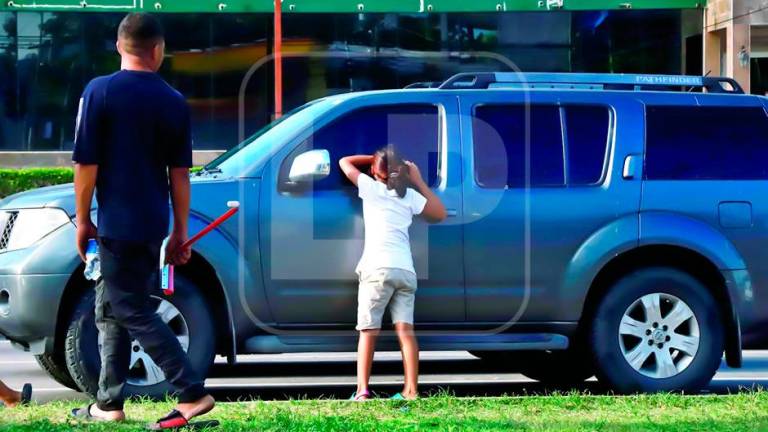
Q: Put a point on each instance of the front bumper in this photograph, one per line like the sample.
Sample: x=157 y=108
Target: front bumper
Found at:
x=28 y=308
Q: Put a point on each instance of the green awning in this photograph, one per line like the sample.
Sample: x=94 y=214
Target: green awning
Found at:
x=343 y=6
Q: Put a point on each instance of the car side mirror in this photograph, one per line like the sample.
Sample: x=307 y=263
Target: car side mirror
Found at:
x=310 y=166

---

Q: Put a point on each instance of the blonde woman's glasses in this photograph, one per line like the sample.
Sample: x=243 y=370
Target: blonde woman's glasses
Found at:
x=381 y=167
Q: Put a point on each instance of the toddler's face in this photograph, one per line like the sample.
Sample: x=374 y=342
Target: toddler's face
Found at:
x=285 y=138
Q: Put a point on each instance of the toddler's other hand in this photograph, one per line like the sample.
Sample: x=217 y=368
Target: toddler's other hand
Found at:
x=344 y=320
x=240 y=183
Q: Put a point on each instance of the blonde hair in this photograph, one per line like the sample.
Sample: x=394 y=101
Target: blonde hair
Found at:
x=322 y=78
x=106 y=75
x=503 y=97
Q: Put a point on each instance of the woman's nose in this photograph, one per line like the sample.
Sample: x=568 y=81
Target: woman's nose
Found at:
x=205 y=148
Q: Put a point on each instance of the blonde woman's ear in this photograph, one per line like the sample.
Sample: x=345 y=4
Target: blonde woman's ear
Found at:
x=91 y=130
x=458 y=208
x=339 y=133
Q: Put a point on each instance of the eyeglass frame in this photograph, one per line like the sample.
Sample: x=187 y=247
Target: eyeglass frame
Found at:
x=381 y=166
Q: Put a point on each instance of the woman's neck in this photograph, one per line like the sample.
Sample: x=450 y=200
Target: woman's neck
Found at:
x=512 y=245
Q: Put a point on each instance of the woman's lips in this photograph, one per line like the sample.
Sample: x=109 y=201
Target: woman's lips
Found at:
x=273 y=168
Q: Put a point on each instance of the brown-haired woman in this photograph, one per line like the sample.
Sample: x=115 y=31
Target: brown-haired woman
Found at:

---

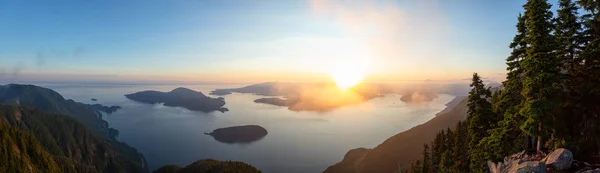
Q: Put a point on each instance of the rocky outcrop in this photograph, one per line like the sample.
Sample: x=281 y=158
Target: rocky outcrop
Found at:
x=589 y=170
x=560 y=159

**What the task requires**
Your answer must be every line from the listing above that holds the string "bumper".

**Result**
Q: Put a point on each instance of the front bumper in this photograph, one per line like the sample.
Target: front bumper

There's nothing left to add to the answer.